DIRECTIONS ▸ Could you copy every one of the records below word for word, omitting the pictures from your answer?

STORED DATA ▸
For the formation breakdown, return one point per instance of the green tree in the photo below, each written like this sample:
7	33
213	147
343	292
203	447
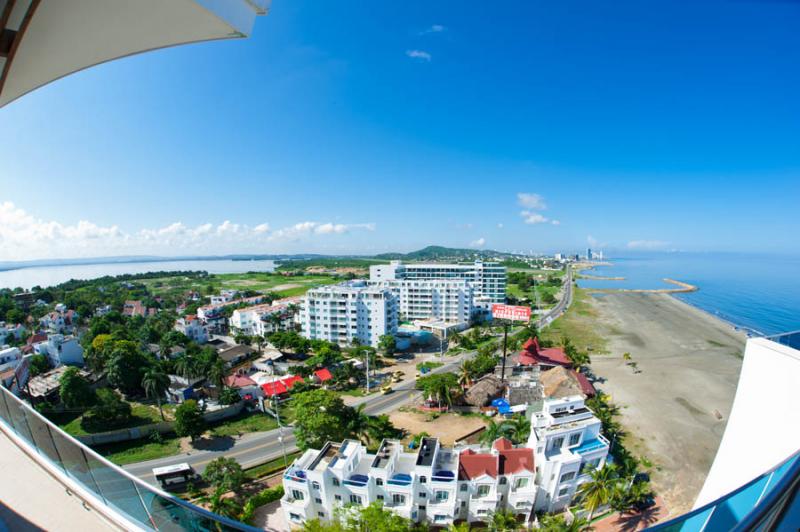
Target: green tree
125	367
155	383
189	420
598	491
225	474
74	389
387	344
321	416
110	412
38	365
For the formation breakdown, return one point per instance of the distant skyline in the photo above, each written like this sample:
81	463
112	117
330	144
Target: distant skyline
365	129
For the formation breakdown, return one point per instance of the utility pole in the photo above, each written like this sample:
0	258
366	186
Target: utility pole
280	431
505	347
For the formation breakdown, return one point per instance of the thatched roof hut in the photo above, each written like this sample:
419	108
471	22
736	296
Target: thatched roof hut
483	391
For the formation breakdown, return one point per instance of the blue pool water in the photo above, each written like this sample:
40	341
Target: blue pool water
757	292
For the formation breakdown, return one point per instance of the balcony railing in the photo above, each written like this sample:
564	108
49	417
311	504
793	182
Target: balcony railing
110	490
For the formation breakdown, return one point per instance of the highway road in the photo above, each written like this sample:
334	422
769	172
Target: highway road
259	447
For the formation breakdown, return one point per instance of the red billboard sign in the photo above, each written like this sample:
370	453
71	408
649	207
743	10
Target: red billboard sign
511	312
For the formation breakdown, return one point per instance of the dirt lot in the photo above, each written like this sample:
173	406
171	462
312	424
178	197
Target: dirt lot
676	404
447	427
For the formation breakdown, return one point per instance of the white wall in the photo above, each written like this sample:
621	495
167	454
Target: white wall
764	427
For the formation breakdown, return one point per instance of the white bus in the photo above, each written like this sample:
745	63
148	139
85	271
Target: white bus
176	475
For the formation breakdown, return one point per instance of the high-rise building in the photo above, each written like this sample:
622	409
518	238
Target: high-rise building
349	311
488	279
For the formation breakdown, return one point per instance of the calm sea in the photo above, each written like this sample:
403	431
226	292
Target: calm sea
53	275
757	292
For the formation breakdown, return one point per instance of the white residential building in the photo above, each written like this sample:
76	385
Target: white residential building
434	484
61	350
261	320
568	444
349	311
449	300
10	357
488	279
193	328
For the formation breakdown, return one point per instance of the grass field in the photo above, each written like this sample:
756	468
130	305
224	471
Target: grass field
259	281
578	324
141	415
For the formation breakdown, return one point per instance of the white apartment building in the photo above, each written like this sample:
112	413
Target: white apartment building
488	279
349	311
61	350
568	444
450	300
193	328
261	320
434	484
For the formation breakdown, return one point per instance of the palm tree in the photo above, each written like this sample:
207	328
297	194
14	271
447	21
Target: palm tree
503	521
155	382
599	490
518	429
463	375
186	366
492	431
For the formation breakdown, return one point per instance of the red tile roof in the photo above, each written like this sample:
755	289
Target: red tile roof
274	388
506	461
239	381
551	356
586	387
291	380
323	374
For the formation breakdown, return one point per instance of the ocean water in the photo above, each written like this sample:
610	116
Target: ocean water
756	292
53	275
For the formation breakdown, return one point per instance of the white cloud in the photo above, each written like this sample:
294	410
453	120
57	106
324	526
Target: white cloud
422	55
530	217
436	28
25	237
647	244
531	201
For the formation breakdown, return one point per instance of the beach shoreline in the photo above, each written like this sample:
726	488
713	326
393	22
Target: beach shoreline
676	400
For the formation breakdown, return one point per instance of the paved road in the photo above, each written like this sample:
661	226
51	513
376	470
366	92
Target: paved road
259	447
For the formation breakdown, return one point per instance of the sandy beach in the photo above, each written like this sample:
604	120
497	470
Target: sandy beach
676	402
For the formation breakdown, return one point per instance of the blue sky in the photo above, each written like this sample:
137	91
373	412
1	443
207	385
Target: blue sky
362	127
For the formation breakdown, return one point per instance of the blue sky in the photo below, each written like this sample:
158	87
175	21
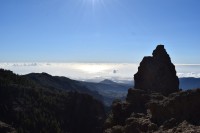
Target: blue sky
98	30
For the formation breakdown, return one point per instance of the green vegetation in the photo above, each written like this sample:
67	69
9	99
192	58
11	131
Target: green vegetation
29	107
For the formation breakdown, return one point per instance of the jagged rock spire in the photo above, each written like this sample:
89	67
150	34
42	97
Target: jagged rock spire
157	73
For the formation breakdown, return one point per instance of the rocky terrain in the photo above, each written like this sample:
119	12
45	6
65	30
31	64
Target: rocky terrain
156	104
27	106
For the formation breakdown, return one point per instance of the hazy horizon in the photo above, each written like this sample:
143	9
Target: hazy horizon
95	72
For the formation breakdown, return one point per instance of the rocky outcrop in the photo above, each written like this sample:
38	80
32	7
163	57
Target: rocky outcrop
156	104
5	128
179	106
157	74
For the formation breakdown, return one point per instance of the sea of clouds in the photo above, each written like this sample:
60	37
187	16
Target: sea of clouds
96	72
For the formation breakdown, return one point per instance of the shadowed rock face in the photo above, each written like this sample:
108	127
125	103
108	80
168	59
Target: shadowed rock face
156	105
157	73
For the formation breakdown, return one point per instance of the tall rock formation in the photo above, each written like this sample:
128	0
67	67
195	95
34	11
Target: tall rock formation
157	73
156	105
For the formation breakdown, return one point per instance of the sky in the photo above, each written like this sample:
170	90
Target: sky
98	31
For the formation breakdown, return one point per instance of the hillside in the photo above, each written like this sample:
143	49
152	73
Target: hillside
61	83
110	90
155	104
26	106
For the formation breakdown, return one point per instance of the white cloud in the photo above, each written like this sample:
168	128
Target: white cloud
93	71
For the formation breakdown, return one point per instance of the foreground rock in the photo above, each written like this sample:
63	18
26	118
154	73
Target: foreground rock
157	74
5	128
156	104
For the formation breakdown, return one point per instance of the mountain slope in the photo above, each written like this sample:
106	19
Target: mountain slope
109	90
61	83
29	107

ANSWER FOR THIS EXERCISE ▸
For the formation breakdown, return one point per instance of the green tree in the photo below, each written like this sample:
7	33
213	147
343	292
203	447
Target: green tree
125	367
155	383
189	420
598	491
225	474
74	389
387	344
321	416
110	412
38	365
For the formation breakdown, return one point per instance of the distant skyline in the photo above, each written like this sample:
81	463
112	117
330	144
Target: distant skyline
365	129
For the formation breakdown, return one point per instance of the utility pole in the photo above, each written like this sample:
0	258
366	186
Target: utility pole
280	431
505	347
For the formation breakdown, return one point per instance of the thatched roof hut in the photo above, each written like this sample:
419	108
471	22
736	296
Target: thatched roof hut
483	391
For the formation breakdown, return one point per instance of the blue pool water in the photo above, each written like this sample:
40	341
Target: blue pool water
757	292
For the formation breakdown, return one point per instance of the balcony railing in the photo above, each written like this sample:
564	108
49	417
311	504
793	182
Target: balcony railing
110	490
For the formation breakdown, return one point per instance of the highway road in the photo above, each written like this sample:
334	422
769	172
Target: highway road
259	447
For the formation breakdown, return one point per instance of the red billboard sign in the photo above, each written like this sample:
370	453
71	408
649	207
743	10
Target: red billboard sign
511	312
For the formation breakdown, return one point per instance of the dirt lot in the photo above, each written like this sample:
173	406
171	462
312	424
178	197
Target: dirt lot
676	404
447	427
For the formation breakdown, return one point per instance of the white wall in the photo above, each written like this sample:
621	495
167	454
Target: white wall
764	427
For the formation breakdown, return one point per instance of the white bus in the photo above, each written like this sample:
745	63
148	139
85	271
Target: white bus
176	475
For the formation breakdown, return one point per instance of the high-rise building in the photo above, each written like this sample:
622	409
518	238
Target: high-rise building
349	311
488	279
For the formation breakdown, return one point per instance of the calm sea in the photo above, each written like this sample:
403	431
226	292
Target: calm sea
53	275
757	292
For the formation breakdown, return one point per instance of the white residential building in the photo above, each written like this sample:
76	385
Target: white residential building
434	484
61	350
261	320
568	444
349	311
449	300
10	357
488	279
193	328
For the formation breakdown, return one point per instance of the grass field in the photo above, each written like this sample:
756	468
130	305
224	471
Target: grass field
259	281
578	324
141	415
For the formation breakdown, return one point per instance of the white apartment building in the photo above, each written like this sample:
112	413
Target: white apartment building
488	279
349	311
61	350
568	444
450	300
193	328
261	320
434	484
For the formation breakdown, return one point per instance of the palm tree in the photo above, each written like this sample:
207	328
297	194
14	271
447	21
Target: palm tree
503	521
155	382
599	490
518	429
463	375
186	366
492	431
For the formation breakdown, return one point per instance of the red tile roof in the photo above, each written like this sample:
755	289
Target: red tile roof
274	388
506	461
239	381
551	356
586	387
291	380
323	374
For the formation breakdown, return one point per instance of the ocean water in the photo above, each written like this sample:
610	116
Target: ocean water
756	292
53	275
For the formation breakdown, return one point per instance of the white cloud in the photo above, each written like this sample:
294	410
453	120
57	106
324	526
Target: white cloud
422	55
530	217
436	28
25	237
647	244
531	201
For the formation breakdown, return one point per instance of the beach shoreline in the photo above, each written like this sample:
726	488
713	326
393	22
Target: beach shoreline
676	400
For the formation breakdown, return one point per instance of the paved road in the photo above, each written like this sample:
661	226
51	513
376	470
366	92
Target: paved road
259	447
For the formation breakdown, return one point per instance of the sandy beach in the photo above, each written like this sample:
604	120
497	470
Target: sandy beach
676	402
For the formation breakdown, return one point per instance of the blue sky in the photo above, each written like this sample:
137	91
373	412
1	443
207	385
Target: blue sky
362	127
For the formation breakdown, return one point per instance of the blue sky in the photo below, each written like this sample:
158	87
175	21
Target: blue sky
98	30
For the formation breakdown, return one point per instance of the green vegetation in the photo above, each written like this sample:
67	69
9	99
192	58
11	131
Target: green vegetation
29	107
For the formation breakdown, return one point per instance of the jagged rock spire in the photo above, each written like this sample:
89	67
150	34
42	97
Target: jagged rock spire
157	73
For the formation breakdown, return one point per instance of the rocky terrain in the photo above, each written like this sample:
119	12
45	6
65	30
31	64
Target: rocky terrain
156	104
27	106
For the formation breakdown, return one point per instance of the hazy horizon in the photo above, each written like this sample:
143	9
Target: hazy horizon
95	72
For the formation breakdown, return one point per instance of the rocky outcrop in the photo above, each written like this sample:
38	80
32	7
163	57
Target: rocky outcrop
156	104
5	128
179	106
157	74
For the formation breakdown, return one point per instance of the sea of clouds in the photo above, each written like this sample:
60	37
187	16
Target: sea of clouds
96	72
For the formation breakdown, return one point per instance of the shadowed rock face in the photo above, each written like this sample:
108	127
125	103
108	80
168	59
Target: shadowed rock face
156	105
157	73
For the formation breakdown, return one point per instance of the tall rock formation in the photo above, each written like this sample:
128	0
67	67
195	95
34	11
Target: tall rock formation
157	73
156	105
For the formation breakdown, return one point per instance of the sky in the photo above, each written like this sample:
170	90
Target: sky
98	31
For the formation breakdown, return one point per instance of the hillside in the photo above, each written like this sample:
143	49
152	73
Target: hillside
61	83
110	90
155	104
26	106
For the formation breakdown, return one point per instance of the white cloud in the photo above, each written like this sample:
168	128
Target: white cloud
93	71
For the formation breakdown, return one point per instance of the foreground rock in the photo above, each written like this sample:
63	18
26	118
154	73
Target: foreground rock
157	74
5	128
156	104
For the formation breakdown, return one point per instance of the mountain slope in the photo above, each written like this sample:
106	19
Target: mountain slope
109	90
61	83
29	107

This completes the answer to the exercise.